» **STATED TASK 1**
Update the passage on US propaganda between "Even as unabashed" and "circumstance and implication.", inclusive, so that "crude" becomes "clumsy".
» **STATED TASK 2**
According to the passage on US propaganda, how does successful propaganda work instead of smacking you in the face?
» **STATED TASK 3**
Resume the commentary on US propaganda about the bin Laden raid from the point where it stops.

» **EXCERPT**
Even as unabashed propaganda that is inept in a world which contains the Internet. Long gone are the days when contradictory propaganda messages could be delivered to different audiences safe in the knowledge that the “wrong” message would not end up in unintended ears and eyes. Not only that but the propaganda is remarkably crude. Successful propaganda does not smack you in the face and say “Hey, look at me!” Rather it suggests by circumstance and implication.
It is clear what the US wanted to achieve; to sell the story of a menacing and capable terrorist leader and his organisation to justify the raid to Western audience and to make bin Laden seem contemptible in the eyes of Muslims. It has achieved neither end as the multiple protests against the nature of the raid and bin Laden’s killing show and the outraged response of radical Muslims. The credibility of the propaganda was further eroded by the ineptitude of the bewildering number of alterations in the story told by Washington. The US Government has variously claimed there was fierce firefight then admitted that only one person fired at them and he was not in the main house; that bin Laden was shot whilst firing an automatic weapon then admitted he was unarmed when shot l); that bin Laden used one of his wives as human shield and she was shot while in that position which was changed to her not being used as a human shield and shot as she charged a Navy Seal. ( http://www.telegraph.co.uk/news/worldnews/asia/pakistan/8489658/Osama-bin-Laden-was-not-armed-and-did-not-use-wife-as-human-shield.htm).

[Position annotation records]

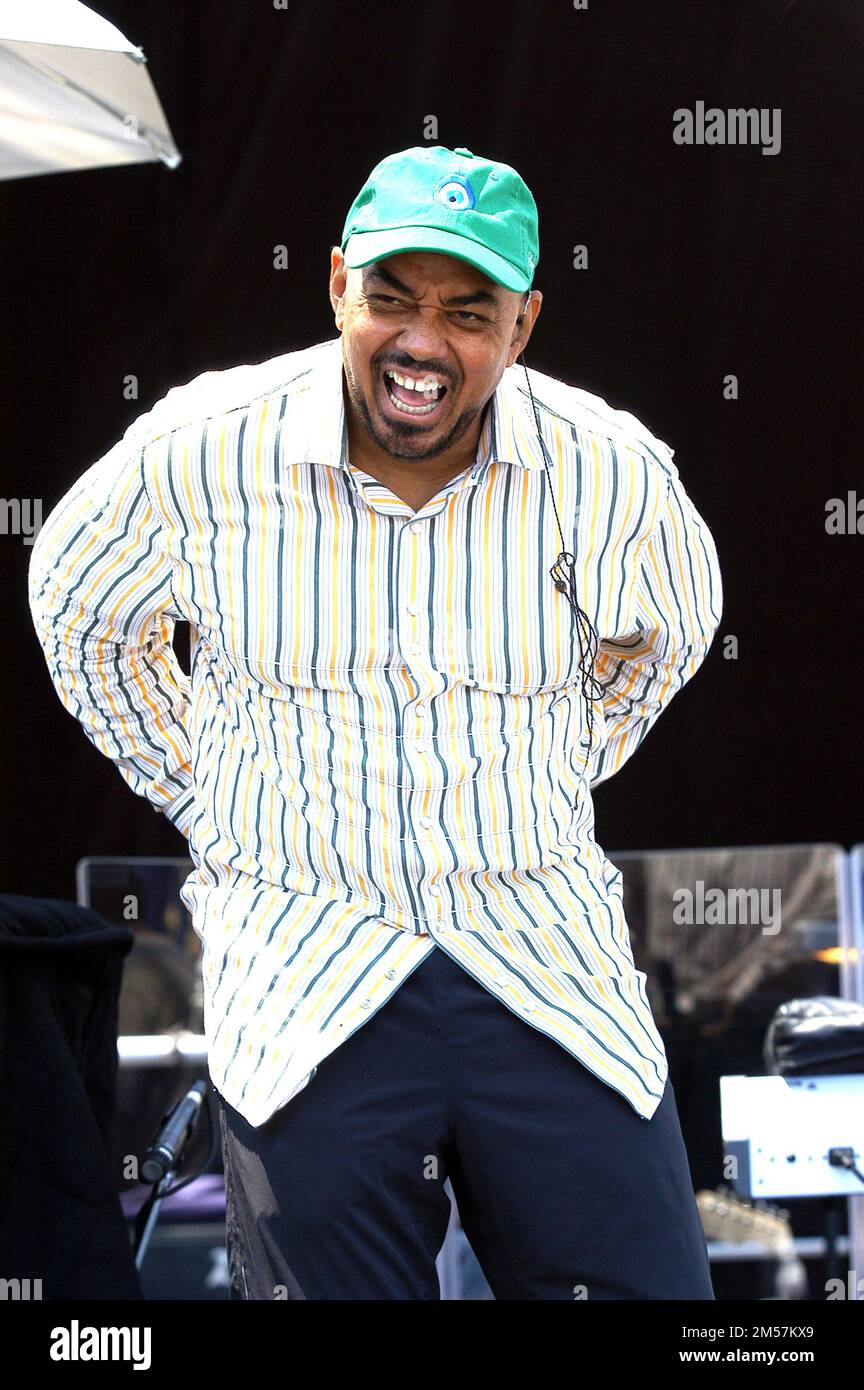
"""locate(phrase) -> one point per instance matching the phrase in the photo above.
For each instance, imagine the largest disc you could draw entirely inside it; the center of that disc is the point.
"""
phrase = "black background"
(703, 262)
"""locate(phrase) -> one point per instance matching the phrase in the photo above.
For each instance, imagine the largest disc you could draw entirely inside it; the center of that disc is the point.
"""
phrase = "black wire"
(211, 1154)
(564, 574)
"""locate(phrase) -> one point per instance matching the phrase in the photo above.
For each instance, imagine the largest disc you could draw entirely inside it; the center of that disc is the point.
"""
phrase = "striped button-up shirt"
(382, 744)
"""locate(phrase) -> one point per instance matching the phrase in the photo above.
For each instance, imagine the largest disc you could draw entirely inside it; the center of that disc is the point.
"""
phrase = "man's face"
(434, 321)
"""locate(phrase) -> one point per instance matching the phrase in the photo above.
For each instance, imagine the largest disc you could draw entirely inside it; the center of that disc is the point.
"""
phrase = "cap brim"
(364, 248)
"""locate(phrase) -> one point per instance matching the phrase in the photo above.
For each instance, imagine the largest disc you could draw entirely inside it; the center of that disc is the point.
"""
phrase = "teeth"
(425, 384)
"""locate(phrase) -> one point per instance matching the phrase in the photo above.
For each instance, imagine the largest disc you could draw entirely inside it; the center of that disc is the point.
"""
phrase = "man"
(414, 954)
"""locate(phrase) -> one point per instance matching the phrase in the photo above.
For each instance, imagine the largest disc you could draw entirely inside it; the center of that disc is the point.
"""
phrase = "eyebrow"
(475, 296)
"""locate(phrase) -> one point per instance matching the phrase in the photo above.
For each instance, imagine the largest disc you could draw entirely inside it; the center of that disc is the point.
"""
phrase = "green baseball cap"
(434, 199)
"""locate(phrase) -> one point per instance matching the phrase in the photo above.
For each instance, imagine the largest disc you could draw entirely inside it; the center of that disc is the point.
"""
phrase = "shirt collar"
(317, 431)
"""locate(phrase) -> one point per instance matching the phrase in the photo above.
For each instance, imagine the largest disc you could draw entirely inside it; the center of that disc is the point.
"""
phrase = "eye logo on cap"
(454, 192)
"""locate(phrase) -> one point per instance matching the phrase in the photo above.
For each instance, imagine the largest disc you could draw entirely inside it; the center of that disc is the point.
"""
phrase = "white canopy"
(74, 93)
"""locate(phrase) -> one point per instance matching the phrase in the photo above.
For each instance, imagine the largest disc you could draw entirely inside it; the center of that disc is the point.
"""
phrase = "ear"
(339, 277)
(524, 325)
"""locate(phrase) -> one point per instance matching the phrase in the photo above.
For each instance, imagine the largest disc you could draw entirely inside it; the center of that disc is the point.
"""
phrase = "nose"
(422, 337)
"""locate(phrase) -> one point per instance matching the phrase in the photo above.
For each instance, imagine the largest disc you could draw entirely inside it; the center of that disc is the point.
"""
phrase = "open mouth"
(413, 398)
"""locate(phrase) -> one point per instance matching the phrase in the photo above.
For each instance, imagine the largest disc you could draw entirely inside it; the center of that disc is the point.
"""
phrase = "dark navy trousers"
(561, 1189)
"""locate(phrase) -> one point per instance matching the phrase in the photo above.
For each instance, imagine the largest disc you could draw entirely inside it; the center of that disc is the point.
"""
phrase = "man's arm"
(104, 612)
(678, 605)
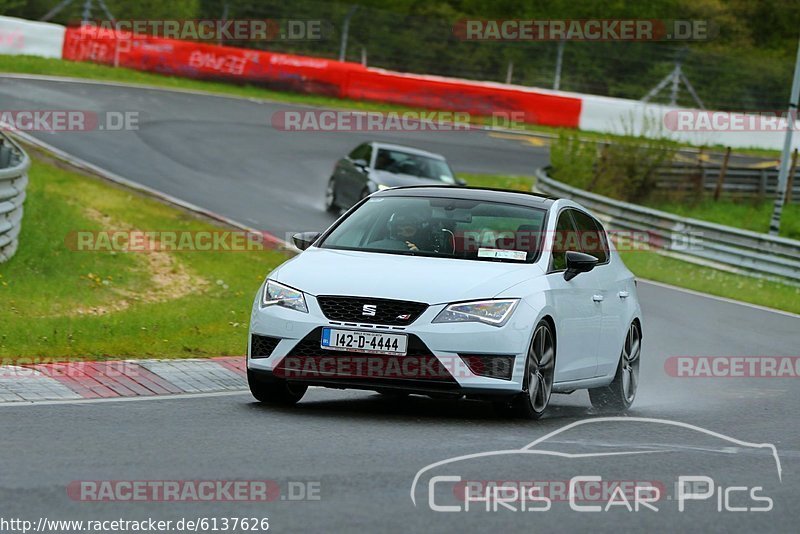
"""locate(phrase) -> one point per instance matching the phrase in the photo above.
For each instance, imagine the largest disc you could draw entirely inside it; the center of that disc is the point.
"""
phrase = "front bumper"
(468, 358)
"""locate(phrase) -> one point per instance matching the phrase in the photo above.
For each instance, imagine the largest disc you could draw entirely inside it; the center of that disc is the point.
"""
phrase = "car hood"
(321, 271)
(391, 179)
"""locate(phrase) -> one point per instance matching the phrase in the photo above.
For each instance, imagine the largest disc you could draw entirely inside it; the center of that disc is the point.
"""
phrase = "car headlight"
(492, 312)
(276, 294)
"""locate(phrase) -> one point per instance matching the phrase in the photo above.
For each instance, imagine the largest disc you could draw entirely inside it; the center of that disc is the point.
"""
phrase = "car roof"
(470, 193)
(408, 149)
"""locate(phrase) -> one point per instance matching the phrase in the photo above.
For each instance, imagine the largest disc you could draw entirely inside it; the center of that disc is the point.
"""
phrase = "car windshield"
(442, 227)
(399, 162)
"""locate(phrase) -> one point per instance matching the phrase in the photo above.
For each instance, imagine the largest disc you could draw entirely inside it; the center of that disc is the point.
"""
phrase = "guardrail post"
(790, 178)
(698, 178)
(601, 166)
(722, 172)
(762, 185)
(14, 163)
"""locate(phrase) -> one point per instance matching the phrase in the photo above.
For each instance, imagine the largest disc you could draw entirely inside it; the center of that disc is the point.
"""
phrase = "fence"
(14, 164)
(701, 242)
(738, 182)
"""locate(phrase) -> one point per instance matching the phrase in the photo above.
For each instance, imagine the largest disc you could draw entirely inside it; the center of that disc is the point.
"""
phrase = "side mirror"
(303, 240)
(578, 262)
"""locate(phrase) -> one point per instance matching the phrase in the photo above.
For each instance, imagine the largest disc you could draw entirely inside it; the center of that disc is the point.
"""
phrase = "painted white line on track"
(78, 162)
(126, 399)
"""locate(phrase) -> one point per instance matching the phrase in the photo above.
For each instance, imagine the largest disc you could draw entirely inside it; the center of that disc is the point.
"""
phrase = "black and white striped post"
(783, 174)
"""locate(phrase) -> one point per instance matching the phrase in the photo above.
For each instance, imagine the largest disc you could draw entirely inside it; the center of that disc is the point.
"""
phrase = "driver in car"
(406, 232)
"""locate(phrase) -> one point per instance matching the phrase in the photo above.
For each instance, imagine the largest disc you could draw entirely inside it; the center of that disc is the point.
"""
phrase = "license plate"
(369, 342)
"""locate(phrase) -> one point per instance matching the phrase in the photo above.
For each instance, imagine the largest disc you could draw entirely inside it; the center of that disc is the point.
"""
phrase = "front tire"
(621, 392)
(537, 386)
(330, 197)
(275, 391)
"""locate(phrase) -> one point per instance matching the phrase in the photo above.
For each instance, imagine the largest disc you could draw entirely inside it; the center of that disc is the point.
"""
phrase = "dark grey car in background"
(373, 166)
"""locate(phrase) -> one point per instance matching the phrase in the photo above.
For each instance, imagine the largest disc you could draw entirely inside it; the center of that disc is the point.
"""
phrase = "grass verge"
(92, 71)
(753, 216)
(60, 303)
(659, 268)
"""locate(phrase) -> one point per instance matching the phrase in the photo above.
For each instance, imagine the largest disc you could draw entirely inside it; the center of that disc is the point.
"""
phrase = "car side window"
(590, 237)
(564, 239)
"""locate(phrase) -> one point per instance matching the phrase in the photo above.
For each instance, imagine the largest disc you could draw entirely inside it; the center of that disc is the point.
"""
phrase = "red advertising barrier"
(316, 75)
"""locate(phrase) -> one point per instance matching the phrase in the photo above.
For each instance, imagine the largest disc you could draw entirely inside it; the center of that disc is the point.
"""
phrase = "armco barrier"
(698, 241)
(318, 76)
(352, 80)
(31, 38)
(14, 164)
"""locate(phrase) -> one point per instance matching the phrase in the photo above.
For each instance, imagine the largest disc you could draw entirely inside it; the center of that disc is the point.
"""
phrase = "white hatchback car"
(497, 295)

» **TASK RESPONSE 1**
Even as unabashed propaganda that is inept in a world which contains the Internet. Long gone are the days when contradictory propaganda messages could be delivered to different audiences safe in the knowledge that the “wrong” message would not end up in unintended ears and eyes. Not only that but the propaganda is remarkably clumsy. Successful propaganda does not smack you in the face and say “Hey, look at me!” Rather it suggests by circumstance and implication.

» **TASK RESPONSE 2**
It suggests by circumstance and implication.

» **TASK RESPONSE 3**
The most incredible change of story concerned the original claim by Washington that Obama, senior cabinet members such as Hilary Clinton and their advisers had watched the raid as it happened with a live feed from cameras attached to the Navy Seals’ helmets. (http://news.yahoo.com/s/ap/20110503/ap_on_go_pr_wh/us_bin_laden_obama_s_suspense) . A photograph of Obama and co watching agog adorned the front pages of newspapers until an abrupt about turn occurred and the story changed to Obama et al only having the live feed up to the time the Seals entered the compound. (Http://www.telegraph.co.uk/news/worldnews/al-qaeda/8493391/Osama-bin-Laden-dead-Blackout-during-raid-on-bin-Laden-compound.html). The story then changed again to there being no live feed from within the compound and then back to an admission that there was a live feed but Obama and co had not watched it. (http://www.cbsnews.com/stories/2011/05/12/eveningnews/main20062410.shtml). Add to this nonsense the US claim that bin Laden had been buried at sea and the refusal to release either still photographs or video of bin Laden either dead or at the moment of killing and the White House could not have produced a better launching platform for conspiracy theories if they had tried.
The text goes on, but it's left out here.